======== DATA SHOWN

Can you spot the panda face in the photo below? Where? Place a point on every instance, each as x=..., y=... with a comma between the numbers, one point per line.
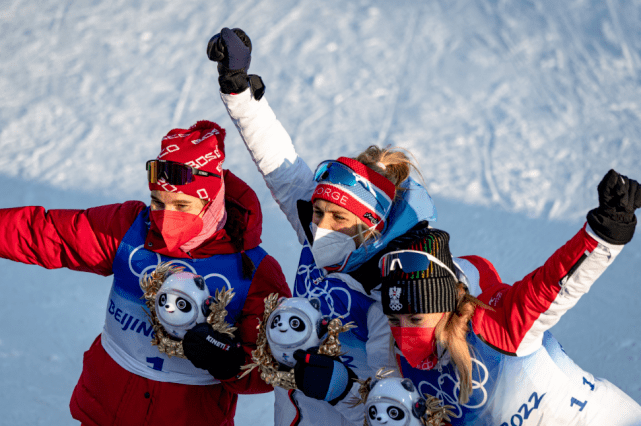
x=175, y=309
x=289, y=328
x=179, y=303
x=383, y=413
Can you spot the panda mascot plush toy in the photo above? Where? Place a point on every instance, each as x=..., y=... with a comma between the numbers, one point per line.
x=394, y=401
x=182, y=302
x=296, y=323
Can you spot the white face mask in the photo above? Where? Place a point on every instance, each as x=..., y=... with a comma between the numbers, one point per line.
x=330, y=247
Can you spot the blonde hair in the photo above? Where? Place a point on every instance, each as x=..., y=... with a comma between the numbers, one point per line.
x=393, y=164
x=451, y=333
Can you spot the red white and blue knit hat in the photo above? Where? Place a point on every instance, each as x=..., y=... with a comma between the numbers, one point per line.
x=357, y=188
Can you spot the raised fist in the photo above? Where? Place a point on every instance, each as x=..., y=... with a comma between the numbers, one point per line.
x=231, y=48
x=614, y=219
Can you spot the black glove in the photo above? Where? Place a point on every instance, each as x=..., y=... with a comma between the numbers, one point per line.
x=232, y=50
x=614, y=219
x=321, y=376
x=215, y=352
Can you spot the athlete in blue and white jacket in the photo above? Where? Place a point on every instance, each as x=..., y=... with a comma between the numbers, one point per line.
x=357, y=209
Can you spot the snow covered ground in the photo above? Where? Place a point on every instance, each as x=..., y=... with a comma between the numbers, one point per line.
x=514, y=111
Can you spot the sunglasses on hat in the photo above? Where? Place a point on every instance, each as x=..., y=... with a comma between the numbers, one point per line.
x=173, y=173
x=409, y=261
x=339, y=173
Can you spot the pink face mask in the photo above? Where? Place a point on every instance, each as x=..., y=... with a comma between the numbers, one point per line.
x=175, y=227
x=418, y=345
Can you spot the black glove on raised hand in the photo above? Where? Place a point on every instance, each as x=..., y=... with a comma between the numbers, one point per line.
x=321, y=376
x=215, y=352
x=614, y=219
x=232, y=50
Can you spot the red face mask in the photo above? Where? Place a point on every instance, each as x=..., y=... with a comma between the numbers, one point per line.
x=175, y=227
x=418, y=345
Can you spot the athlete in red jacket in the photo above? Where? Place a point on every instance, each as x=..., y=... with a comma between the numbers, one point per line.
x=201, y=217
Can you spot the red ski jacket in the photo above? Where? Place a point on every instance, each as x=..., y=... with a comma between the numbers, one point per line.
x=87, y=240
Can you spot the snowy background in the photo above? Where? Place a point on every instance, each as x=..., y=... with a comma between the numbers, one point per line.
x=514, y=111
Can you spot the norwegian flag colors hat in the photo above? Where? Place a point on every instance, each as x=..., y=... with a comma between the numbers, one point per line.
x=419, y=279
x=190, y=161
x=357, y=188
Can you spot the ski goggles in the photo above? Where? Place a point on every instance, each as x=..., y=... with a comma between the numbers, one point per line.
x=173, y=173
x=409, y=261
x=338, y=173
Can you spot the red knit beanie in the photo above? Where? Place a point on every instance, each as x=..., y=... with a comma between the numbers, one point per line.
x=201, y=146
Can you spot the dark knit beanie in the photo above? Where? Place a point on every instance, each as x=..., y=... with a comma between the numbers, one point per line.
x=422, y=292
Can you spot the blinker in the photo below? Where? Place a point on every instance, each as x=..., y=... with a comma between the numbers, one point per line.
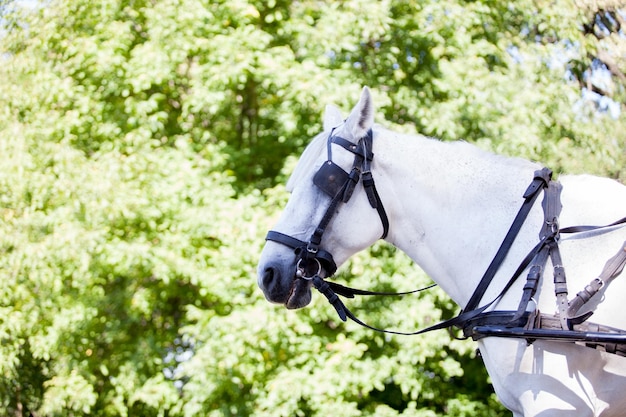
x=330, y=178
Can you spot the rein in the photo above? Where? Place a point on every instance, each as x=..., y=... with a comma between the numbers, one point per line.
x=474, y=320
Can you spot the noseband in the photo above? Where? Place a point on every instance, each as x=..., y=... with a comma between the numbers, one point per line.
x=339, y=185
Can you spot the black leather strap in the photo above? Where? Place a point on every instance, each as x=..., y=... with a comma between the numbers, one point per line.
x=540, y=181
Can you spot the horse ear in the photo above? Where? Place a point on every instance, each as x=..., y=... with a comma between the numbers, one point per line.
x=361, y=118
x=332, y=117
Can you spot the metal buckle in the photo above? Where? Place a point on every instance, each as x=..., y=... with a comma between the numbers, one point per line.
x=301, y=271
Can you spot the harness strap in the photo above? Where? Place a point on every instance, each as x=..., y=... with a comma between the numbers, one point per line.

================

◆ WHAT YOU NEED TO DO
Strip out the images, then output the records above word for word.

◆ TASK RESPONSE
Can you spot the panda face in the photo below? Where? Place a point on every instance, each as x=..., y=... with a comma between the numbers, one point per line.
x=175, y=309
x=289, y=328
x=179, y=303
x=383, y=413
Can you spot the panda mascot plush toy in the photo above? Where? Place a point on every instance, each as x=..., y=... with a comma between the numbers, one point per line.
x=394, y=401
x=182, y=302
x=296, y=323
Can you spot the white face mask in the photo above? Where? Place a point on every instance, each as x=..., y=... with a comma between the numbers, one point per line.
x=330, y=247
Can you spot the blonde hair in the photo above? Where? Place a point on every instance, each as x=..., y=... with a comma between the numbers, one point per line.
x=393, y=164
x=451, y=333
Can you spot the red white and blue knit hat in the photo above? Where? Place a point on every instance, each as x=..., y=... with a comma between the numbers, one point per line.
x=357, y=188
Can you spot the raised fist in the photo above? Where? Place a point on every instance, each as x=..., y=... with a comma between the numbers, one point per line.
x=231, y=48
x=614, y=219
Can you spot the black glove in the photo above? Where? Place a point on every instance, each as x=..., y=... with a comma between the numbers, one point per line.
x=232, y=50
x=614, y=219
x=321, y=376
x=215, y=352
Can you spot the athlete in blue and white jacket in the photo above? Where? Place a point on every instance, each as x=..., y=... with a comma between the numbers, one point per line.
x=357, y=209
Can you spot the snow covered ground in the photo above? Where? Place a point on every instance, each as x=..., y=... with a comma between the numbers, one point per line.
x=514, y=111
Can you spot the sunglasses on hat in the photo above? Where? Place a point on every instance, each as x=..., y=... with a comma between the numbers, one point per line.
x=173, y=173
x=409, y=261
x=339, y=173
Can you spot the pink face mask in the photo above? Where? Place a point on every instance, each as x=..., y=... with a comma between the numbers, one point per line.
x=175, y=227
x=418, y=345
Can you spot the black glove on raised hand in the photo above? Where? Place a point on every instance, each as x=..., y=... with a comma between the numbers, one point per line.
x=321, y=376
x=215, y=352
x=614, y=219
x=232, y=50
Can you spot the red face mask in the photo above? Where? Place a point on every instance, each as x=..., y=... with a comma between the numbers, one point per line.
x=175, y=227
x=418, y=345
Can you spot the athlete in red jacket in the photo above? Where? Place a point on every instance, each as x=..., y=... with a comma between the numbers, one point per line.
x=201, y=217
Can you spot the red ski jacket in the photo above? Where? Place a point on every instance, each as x=..., y=... with a comma between the numbers, one point per line.
x=87, y=240
Can you spot the snowy background in the photo above? Where? Place a point on every instance, each as x=..., y=... with a comma between the numbers, one point per line.
x=514, y=111
Can you spot the norwegian flag colors hat in the photo above? Where? Place a point on every instance, each as x=..., y=... with a comma between the numbers, one point per line.
x=419, y=279
x=190, y=161
x=357, y=188
Can you spot the ski goggles in the photo above? Where? Place a point on every instance, each as x=..., y=... with a comma between the numbers, one point per line.
x=173, y=173
x=409, y=261
x=338, y=173
Can you spot the red knit beanie in the photo above? Where? Place a point on every instance, each as x=..., y=... with a comma between the numbers, one point per line.
x=201, y=146
Can you spot the dark knit beanie in the photo above? Where? Place a point on every instance, each as x=..., y=... with a comma between the numbers, one point per line.
x=422, y=292
Can you spot the blinker in the photo below? Where? Place a point on every instance, each as x=..., y=... with a comma between the numbers, one point per line.
x=330, y=178
Can you spot the rein in the photo above? Where? Place a point on every instance, each as x=..., y=... with a comma between the numbers, one point per line.
x=474, y=320
Can you spot the noseband in the photo above? Where? Place a point on every instance, each as x=..., y=... with a comma between the numbers, one point per line.
x=339, y=185
Can you spot the black leather strap in the photo above? Where? Place a point on every instance, each as x=..., y=... with a comma between the numbers, one point per line.
x=540, y=181
Can you spot the horse ear in the photo above? Where? Place a point on every instance, each as x=..., y=... with a comma between the numbers, one point per line.
x=361, y=118
x=332, y=117
Can you spot the metal buckle in the photo above? Where? Place a point on every instance, each as x=..., y=... with a comma between the numbers, one point per line.
x=301, y=271
Can you spot the harness strap in the photo above? Where? Place a point on every instance, each as x=..., y=... with a comma between the numbers, one point per line.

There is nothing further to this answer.